[[ Supplied records open ]]

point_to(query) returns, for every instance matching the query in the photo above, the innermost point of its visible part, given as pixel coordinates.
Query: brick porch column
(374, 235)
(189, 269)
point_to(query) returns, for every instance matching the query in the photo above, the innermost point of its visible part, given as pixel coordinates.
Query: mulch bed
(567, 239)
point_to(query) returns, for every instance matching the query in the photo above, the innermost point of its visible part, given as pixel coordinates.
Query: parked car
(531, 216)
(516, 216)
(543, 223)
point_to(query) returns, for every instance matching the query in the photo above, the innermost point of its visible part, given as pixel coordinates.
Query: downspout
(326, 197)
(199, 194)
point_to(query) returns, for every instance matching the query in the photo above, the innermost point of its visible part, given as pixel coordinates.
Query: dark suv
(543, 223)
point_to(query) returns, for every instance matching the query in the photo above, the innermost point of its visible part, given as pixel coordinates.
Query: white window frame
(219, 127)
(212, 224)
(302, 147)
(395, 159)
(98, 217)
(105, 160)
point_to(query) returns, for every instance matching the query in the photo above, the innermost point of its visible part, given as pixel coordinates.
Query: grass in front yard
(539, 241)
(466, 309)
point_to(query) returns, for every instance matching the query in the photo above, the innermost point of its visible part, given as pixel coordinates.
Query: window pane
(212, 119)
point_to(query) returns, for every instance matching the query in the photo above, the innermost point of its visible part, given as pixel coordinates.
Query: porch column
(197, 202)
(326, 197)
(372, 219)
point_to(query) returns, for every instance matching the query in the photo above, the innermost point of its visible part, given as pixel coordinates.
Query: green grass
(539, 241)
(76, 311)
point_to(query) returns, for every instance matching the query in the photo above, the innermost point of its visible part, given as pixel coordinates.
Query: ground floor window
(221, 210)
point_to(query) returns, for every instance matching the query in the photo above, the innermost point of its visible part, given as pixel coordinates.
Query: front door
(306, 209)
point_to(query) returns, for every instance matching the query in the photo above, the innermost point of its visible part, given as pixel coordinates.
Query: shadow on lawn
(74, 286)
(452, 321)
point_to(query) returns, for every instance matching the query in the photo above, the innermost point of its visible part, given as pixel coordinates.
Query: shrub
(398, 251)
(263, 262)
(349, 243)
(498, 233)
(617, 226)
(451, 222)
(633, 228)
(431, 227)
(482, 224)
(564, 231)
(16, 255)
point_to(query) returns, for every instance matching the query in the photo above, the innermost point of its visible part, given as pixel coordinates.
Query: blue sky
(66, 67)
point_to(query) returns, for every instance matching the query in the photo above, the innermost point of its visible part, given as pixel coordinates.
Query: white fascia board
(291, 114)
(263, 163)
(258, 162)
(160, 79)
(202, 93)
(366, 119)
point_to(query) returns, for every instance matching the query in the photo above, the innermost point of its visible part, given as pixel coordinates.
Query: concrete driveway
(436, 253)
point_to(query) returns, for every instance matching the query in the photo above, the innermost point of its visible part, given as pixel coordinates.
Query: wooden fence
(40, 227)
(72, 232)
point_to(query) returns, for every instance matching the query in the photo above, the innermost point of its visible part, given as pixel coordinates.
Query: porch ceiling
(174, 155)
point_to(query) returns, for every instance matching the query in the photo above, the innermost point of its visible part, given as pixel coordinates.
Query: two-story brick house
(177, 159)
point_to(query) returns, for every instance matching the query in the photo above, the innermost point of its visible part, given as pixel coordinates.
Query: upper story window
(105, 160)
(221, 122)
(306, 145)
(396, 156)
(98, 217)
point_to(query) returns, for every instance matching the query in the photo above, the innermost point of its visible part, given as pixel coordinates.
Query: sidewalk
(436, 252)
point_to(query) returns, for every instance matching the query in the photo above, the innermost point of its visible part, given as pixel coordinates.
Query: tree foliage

[[ Supplied records closed ]]

What you are asked to do: Take the line that contains "Query: concrete driveway" and every line after it to the end of the entries above, and reproduce them exactly.

Completed task:
Query: concrete driveway
(436, 253)
point_to(query) returns, for every instance matching the query in the photo above, the innermost point of its visible part, given as pixel coordinates.
Query: wooden fence
(40, 227)
(72, 232)
point_to(query) returns, for every instance matching the query in the photo above, the innermost point of its visible part, given as pixel coordinates.
Query: porch ceiling
(174, 155)
point_to(query) returns, for every instance matching the query in the photo above, the innermost point of its visible part, given as pixel coordinates.
Query: two-story brick house
(177, 159)
point_to(query) returns, for every instance matching the query in the photo above, the innermost point of its visible part, given as pixel coordinates.
Query: upper story window
(105, 160)
(221, 122)
(306, 145)
(396, 156)
(98, 217)
point_to(query) returns, for every instance matching the query in the photo above, the innermost point of its visible part, given as pixel coordinates.
Query: sidewalk
(436, 252)
point_to(query) returns, for every instance matching the query in the photo above, the innermost point of its visible part, given as pixel coordinates.
Query: tree foliage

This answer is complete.